*** DATA SUPPLIED Section Begins ***
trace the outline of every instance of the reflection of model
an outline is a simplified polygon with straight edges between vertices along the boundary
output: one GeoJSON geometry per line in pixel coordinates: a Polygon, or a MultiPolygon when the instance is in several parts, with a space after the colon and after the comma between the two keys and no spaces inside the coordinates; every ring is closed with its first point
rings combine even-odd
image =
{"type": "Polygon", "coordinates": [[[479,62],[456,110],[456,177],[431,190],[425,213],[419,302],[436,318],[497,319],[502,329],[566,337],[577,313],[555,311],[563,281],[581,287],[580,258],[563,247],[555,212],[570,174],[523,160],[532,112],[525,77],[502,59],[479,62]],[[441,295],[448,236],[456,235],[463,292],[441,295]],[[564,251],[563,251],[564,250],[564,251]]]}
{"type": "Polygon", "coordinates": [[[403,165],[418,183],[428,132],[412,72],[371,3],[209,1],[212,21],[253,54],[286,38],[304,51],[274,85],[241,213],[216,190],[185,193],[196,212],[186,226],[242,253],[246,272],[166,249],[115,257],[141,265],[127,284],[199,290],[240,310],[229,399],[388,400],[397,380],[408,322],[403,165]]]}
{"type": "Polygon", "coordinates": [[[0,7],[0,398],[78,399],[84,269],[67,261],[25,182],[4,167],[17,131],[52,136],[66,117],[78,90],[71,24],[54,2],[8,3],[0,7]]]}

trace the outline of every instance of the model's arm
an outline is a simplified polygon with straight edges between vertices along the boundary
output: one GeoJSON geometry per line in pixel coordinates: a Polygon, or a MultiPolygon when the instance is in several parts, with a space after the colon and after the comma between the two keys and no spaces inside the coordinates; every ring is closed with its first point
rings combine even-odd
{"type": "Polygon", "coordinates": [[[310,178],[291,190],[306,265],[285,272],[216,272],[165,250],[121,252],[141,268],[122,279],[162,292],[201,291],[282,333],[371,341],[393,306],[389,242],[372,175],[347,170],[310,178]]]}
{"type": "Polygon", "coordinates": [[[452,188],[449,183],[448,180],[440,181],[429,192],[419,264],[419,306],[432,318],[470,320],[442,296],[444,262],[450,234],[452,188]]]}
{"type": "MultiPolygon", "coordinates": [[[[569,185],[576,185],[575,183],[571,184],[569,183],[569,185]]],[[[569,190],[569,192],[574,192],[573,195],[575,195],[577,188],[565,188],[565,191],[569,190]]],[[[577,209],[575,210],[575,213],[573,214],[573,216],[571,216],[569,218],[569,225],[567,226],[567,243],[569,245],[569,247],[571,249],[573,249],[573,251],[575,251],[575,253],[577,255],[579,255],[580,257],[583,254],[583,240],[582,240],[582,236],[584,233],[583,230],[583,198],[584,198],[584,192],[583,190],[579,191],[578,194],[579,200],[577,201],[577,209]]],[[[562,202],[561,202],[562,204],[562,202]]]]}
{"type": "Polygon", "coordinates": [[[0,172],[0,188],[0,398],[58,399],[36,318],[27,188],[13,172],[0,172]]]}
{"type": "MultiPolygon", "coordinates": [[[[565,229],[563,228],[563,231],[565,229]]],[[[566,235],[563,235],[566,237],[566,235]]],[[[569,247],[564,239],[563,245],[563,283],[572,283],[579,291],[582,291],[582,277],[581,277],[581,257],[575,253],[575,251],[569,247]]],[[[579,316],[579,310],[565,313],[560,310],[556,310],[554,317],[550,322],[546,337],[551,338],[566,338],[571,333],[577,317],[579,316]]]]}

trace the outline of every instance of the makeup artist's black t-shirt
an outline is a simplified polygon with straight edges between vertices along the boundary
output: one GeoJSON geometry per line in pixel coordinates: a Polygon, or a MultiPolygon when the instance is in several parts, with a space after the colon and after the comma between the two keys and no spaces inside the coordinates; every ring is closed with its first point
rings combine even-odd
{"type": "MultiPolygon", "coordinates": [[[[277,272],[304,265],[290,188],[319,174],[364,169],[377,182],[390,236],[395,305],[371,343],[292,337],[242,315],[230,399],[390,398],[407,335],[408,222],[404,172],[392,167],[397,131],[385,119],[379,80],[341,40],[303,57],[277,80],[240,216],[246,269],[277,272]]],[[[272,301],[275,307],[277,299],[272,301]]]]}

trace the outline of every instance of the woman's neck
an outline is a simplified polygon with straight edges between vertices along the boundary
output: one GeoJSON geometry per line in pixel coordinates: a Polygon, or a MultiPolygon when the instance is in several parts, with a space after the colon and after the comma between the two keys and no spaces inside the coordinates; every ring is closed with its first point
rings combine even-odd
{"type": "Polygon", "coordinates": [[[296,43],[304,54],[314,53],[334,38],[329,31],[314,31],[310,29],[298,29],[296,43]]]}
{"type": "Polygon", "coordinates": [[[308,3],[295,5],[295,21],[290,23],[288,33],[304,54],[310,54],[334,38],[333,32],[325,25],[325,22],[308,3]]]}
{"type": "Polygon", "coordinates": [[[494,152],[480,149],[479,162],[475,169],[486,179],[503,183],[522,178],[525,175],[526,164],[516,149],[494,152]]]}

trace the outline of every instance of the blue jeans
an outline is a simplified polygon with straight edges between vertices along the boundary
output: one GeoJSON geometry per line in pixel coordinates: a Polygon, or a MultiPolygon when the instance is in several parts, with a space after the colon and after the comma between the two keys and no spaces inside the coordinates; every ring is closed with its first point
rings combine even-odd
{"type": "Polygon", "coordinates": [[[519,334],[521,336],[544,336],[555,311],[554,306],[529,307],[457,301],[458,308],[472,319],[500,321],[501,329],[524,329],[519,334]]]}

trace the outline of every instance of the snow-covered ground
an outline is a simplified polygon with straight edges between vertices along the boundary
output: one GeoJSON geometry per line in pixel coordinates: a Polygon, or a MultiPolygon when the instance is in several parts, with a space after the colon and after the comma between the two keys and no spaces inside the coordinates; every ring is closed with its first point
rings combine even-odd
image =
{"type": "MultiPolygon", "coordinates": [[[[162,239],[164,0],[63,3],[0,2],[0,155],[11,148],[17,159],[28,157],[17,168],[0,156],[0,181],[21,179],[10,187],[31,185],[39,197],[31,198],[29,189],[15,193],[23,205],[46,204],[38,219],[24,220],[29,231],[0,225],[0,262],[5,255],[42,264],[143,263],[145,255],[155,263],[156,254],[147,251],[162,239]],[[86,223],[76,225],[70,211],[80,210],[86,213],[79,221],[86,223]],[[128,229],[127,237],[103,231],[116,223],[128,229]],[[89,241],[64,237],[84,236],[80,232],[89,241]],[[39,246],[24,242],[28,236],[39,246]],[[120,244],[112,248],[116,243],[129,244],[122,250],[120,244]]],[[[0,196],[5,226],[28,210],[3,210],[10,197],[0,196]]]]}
*** DATA SUPPLIED Section Ends ***
Line by line, retype all the entries exactly as they are shown.

### WRITTEN RESPONSE
trace the outline of every instance of the reflection of model
an outline is a simplified polygon with straight edges between vertices along the boundary
output: one GeoJSON geometry per line in pixel coordinates: a Polygon, or a MultiPolygon when the instance is in several parts, with a space after the colon and after the comma between the two keys and no spaces inside the coordinates; every ring is closed with its first point
rings combine even-odd
image =
{"type": "Polygon", "coordinates": [[[479,62],[456,110],[456,177],[431,190],[425,213],[419,302],[436,318],[497,319],[502,329],[566,337],[577,313],[555,311],[563,281],[581,287],[580,258],[563,247],[555,212],[570,174],[523,160],[532,112],[525,77],[502,59],[479,62]],[[441,295],[448,236],[456,235],[463,292],[441,295]],[[564,251],[563,251],[564,250],[564,251]]]}
{"type": "Polygon", "coordinates": [[[403,165],[418,183],[428,132],[412,72],[371,3],[209,1],[212,21],[253,54],[286,38],[304,51],[274,85],[241,213],[216,190],[185,193],[196,212],[186,226],[242,253],[246,272],[166,249],[115,257],[141,265],[127,284],[199,290],[240,310],[229,399],[388,400],[397,380],[408,322],[403,165]]]}
{"type": "Polygon", "coordinates": [[[0,7],[0,398],[78,399],[84,269],[67,261],[25,182],[4,167],[17,131],[52,136],[66,117],[78,90],[71,24],[54,2],[8,3],[0,7]]]}

trace the outline of every instance of the model's arm
an outline is a simplified polygon with straight edges between vertices along the boundary
output: one GeoJSON geometry per line in pixel coordinates: a Polygon, or a MultiPolygon when the instance is in several parts, with a space after the colon and after the comma between the two keys and no spaces inside the coordinates; every ring is closed with its first point
rings combine even-odd
{"type": "Polygon", "coordinates": [[[310,178],[291,190],[306,265],[285,272],[216,272],[165,250],[121,252],[141,268],[122,279],[162,292],[201,291],[282,333],[371,341],[393,306],[389,242],[372,175],[347,170],[310,178]]]}
{"type": "Polygon", "coordinates": [[[452,188],[449,183],[448,180],[440,181],[429,192],[419,264],[419,306],[432,318],[470,320],[442,296],[444,262],[450,234],[452,188]]]}
{"type": "MultiPolygon", "coordinates": [[[[569,185],[576,185],[575,183],[571,184],[569,183],[569,185]]],[[[569,190],[569,192],[574,192],[573,195],[575,195],[577,188],[565,188],[565,191],[569,190]]],[[[577,209],[575,210],[575,213],[573,214],[573,216],[571,216],[569,218],[569,225],[567,226],[567,243],[569,245],[569,247],[571,249],[573,249],[573,251],[575,251],[575,253],[577,255],[579,255],[580,257],[583,254],[583,240],[582,240],[582,236],[584,233],[583,230],[583,198],[584,198],[584,192],[583,190],[579,191],[578,194],[579,200],[577,201],[577,209]]],[[[562,202],[561,202],[562,204],[562,202]]]]}
{"type": "Polygon", "coordinates": [[[0,172],[0,188],[0,398],[58,399],[36,318],[27,188],[13,172],[0,172]]]}
{"type": "MultiPolygon", "coordinates": [[[[565,229],[563,228],[563,231],[565,229]]],[[[566,235],[563,235],[566,237],[566,235]]],[[[569,247],[564,239],[563,245],[563,283],[572,283],[579,291],[582,291],[582,277],[581,277],[581,257],[575,253],[575,251],[569,247]]],[[[579,316],[579,310],[565,313],[560,310],[556,310],[554,317],[550,322],[546,337],[551,338],[566,338],[571,333],[577,317],[579,316]]]]}

trace the outline of every instance of the makeup artist's black t-shirt
an outline is a simplified polygon with straight edges between vertices along the boundary
output: one GeoJSON geometry per line in pixel coordinates: a Polygon, or a MultiPolygon when the instance is in several parts, with a space after the colon and after the comma between the two keys and no spaces inside the coordinates; every ring is closed with its first point
rings combine even-odd
{"type": "MultiPolygon", "coordinates": [[[[277,272],[304,265],[290,188],[319,174],[364,169],[377,182],[390,236],[395,305],[371,343],[292,337],[242,315],[230,399],[390,398],[407,335],[408,222],[404,172],[392,167],[397,131],[385,119],[379,80],[341,40],[303,57],[277,80],[240,216],[246,269],[277,272]]],[[[272,301],[275,307],[277,299],[272,301]]]]}

trace the outline of every instance of the woman's neck
an outline is a simplified polygon with straight edges between vertices along the boundary
output: one GeoJSON geometry per line in pixel coordinates: a Polygon, or a MultiPolygon when the instance is in several parts, with a space after the colon and after the comma between the two keys and no spaces inside the coordinates; every ring is closed with its first point
rings combine even-odd
{"type": "Polygon", "coordinates": [[[296,43],[304,54],[314,53],[334,38],[329,31],[314,31],[310,29],[298,29],[296,43]]]}
{"type": "Polygon", "coordinates": [[[308,3],[295,5],[295,21],[290,23],[288,33],[304,54],[310,54],[334,38],[333,32],[325,25],[325,22],[308,3]]]}
{"type": "Polygon", "coordinates": [[[494,152],[480,149],[479,162],[475,169],[486,179],[503,183],[522,178],[525,175],[526,164],[516,149],[494,152]]]}

trace the outline of every instance of the blue jeans
an outline is a simplified polygon with straight edges between vertices along the boundary
output: one GeoJSON geometry per line in pixel coordinates: a Polygon, or a MultiPolygon when the instance is in several parts, with a space after the colon and after the comma between the two keys and no spaces inside the coordinates; every ring is closed with its first point
rings combine even-odd
{"type": "Polygon", "coordinates": [[[519,334],[521,336],[544,336],[555,311],[554,306],[529,307],[457,301],[458,308],[472,319],[500,321],[501,329],[524,329],[519,334]]]}

trace the outline of every instance of the snow-covered ground
an outline is a simplified polygon with straight edges between vertices along the boundary
output: one GeoJSON geometry per line in pixel coordinates: a Polygon, or a MultiPolygon when the instance is in several parts, with a space after the colon and after the comma between the two keys and no spaces inside the coordinates; every ring is closed with its first point
rings combine even-odd
image =
{"type": "MultiPolygon", "coordinates": [[[[162,239],[164,0],[63,3],[0,2],[0,155],[11,148],[17,159],[28,157],[17,168],[0,156],[0,181],[21,179],[10,187],[31,185],[39,197],[31,198],[29,189],[15,193],[23,205],[46,204],[38,219],[24,220],[29,231],[0,225],[0,262],[5,255],[42,264],[143,263],[145,255],[155,263],[156,254],[147,251],[162,239]],[[86,223],[76,225],[70,211],[80,210],[86,213],[79,221],[86,223]],[[128,229],[127,237],[103,231],[116,223],[128,229]],[[89,241],[64,237],[84,236],[80,232],[89,241]],[[39,246],[24,242],[28,236],[39,246]],[[120,244],[112,248],[116,243],[129,244],[122,250],[120,244]]],[[[0,196],[5,226],[28,210],[3,210],[10,197],[0,196]]]]}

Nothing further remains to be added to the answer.